● Task description
Write out exactly the lines below that run from the one containing "following a rough mask correct it." through the one containing "negative clicks: (457, 541) (468, 521)", both included, with no other lines.

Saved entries
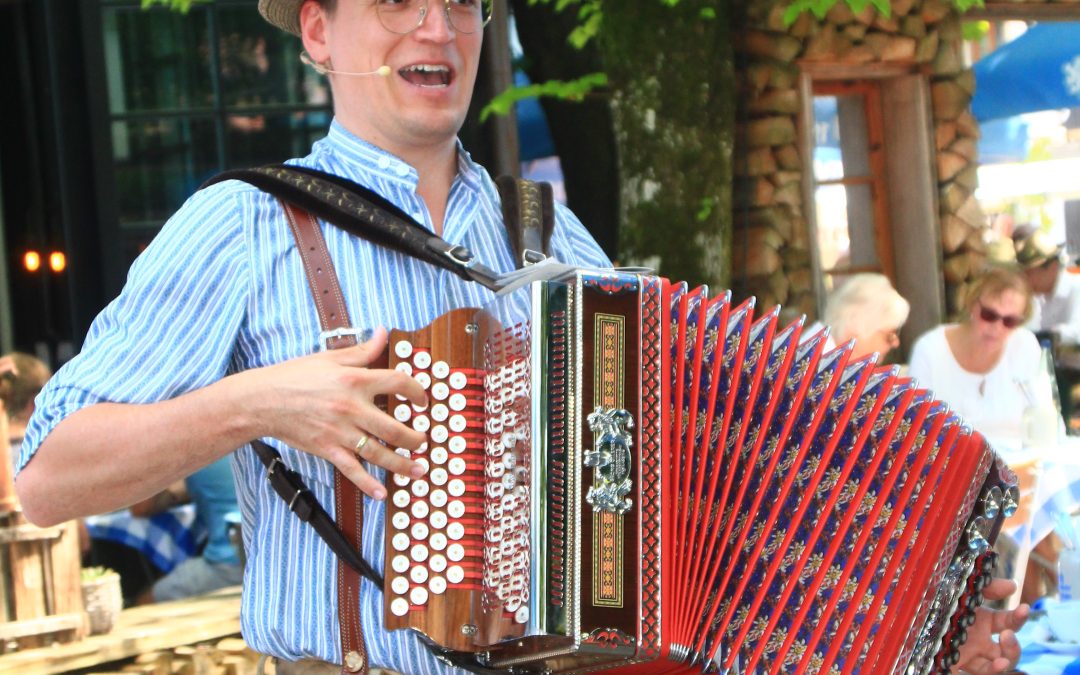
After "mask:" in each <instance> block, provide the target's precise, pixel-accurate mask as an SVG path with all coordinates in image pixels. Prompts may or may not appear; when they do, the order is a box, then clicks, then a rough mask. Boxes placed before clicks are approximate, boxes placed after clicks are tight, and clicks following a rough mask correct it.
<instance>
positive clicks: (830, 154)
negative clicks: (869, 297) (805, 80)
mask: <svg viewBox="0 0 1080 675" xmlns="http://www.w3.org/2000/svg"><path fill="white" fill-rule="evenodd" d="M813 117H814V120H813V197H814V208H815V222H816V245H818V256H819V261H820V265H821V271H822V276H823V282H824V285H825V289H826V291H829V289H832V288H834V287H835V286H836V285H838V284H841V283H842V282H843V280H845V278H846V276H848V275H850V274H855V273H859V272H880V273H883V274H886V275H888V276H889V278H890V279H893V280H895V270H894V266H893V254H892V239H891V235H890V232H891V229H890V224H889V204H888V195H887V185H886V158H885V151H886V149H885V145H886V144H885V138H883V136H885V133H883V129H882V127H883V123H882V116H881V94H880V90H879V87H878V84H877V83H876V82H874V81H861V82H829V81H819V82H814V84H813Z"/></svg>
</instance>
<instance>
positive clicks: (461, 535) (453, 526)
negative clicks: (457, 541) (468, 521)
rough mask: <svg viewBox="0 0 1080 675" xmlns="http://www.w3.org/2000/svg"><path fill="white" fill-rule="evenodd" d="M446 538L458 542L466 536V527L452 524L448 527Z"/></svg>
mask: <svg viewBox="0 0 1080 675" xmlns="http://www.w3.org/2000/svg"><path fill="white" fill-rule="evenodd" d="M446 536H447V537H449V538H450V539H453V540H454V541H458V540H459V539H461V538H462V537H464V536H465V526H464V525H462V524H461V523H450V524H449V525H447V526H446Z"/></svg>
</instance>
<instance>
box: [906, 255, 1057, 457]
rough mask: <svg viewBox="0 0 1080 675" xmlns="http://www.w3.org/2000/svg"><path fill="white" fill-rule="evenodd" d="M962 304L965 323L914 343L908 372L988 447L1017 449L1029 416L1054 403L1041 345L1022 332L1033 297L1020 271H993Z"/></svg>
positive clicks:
==
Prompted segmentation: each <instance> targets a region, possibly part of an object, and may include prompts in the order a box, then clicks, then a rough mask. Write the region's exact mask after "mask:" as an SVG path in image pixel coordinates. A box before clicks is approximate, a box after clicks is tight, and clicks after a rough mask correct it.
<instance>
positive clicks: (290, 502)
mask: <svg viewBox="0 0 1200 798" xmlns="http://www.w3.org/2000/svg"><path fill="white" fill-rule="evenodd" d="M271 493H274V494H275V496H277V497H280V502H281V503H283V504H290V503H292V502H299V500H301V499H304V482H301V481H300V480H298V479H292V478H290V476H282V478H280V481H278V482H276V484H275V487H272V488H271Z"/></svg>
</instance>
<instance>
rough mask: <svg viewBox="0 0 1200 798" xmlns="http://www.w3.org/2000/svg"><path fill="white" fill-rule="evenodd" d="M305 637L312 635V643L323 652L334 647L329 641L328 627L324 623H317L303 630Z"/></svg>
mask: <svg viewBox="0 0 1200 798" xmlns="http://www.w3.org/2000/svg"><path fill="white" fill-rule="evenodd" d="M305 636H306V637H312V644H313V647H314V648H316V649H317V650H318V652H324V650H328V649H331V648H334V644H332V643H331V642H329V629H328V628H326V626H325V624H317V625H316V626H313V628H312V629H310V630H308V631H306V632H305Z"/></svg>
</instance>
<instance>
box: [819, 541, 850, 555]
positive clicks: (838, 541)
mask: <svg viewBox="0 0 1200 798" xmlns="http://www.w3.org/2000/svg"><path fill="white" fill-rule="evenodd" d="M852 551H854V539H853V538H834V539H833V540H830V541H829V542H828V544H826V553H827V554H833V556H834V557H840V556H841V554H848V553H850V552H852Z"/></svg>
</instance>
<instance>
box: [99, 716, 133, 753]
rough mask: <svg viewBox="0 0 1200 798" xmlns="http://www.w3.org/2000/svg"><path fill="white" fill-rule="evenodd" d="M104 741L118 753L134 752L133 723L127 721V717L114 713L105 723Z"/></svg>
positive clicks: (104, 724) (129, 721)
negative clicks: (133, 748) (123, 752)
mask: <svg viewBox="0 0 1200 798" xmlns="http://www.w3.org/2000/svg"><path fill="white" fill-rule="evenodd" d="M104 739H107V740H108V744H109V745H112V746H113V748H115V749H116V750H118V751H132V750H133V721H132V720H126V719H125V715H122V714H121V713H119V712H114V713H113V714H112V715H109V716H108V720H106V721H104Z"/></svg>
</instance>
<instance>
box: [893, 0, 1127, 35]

● Output
After "mask:" in each <instance> block, provide the target's precise, pixel-accurate mask as an SVG path with all coordinates in image pixels. Prompts may or may not appear; when they do, the order is a box, then clicks, then a rough mask. Boxes placed before clicks are approximate, boxes placed after clicks are tight, and clicks following a rough mask correct it.
<instance>
positive clicks: (830, 154)
negative clicks: (869, 297) (805, 80)
mask: <svg viewBox="0 0 1080 675" xmlns="http://www.w3.org/2000/svg"><path fill="white" fill-rule="evenodd" d="M813 117H814V120H813V197H814V208H815V222H816V245H818V256H819V261H820V265H821V271H822V276H823V282H824V285H825V289H826V291H829V289H832V288H834V287H835V286H836V285H838V284H841V283H842V282H843V280H845V278H846V276H848V275H850V274H855V273H859V272H880V273H883V274H886V275H888V276H889V278H890V279H893V280H895V270H894V266H893V254H892V239H891V235H890V232H891V229H890V224H889V204H888V195H887V185H886V158H885V151H886V149H885V145H886V144H885V138H883V136H885V133H883V129H882V127H883V123H882V116H881V94H880V90H879V87H878V84H877V83H876V82H874V81H861V82H829V81H819V82H814V84H813Z"/></svg>
</instance>
<instance>
positive clicks: (461, 535) (453, 526)
negative clicks: (457, 541) (468, 521)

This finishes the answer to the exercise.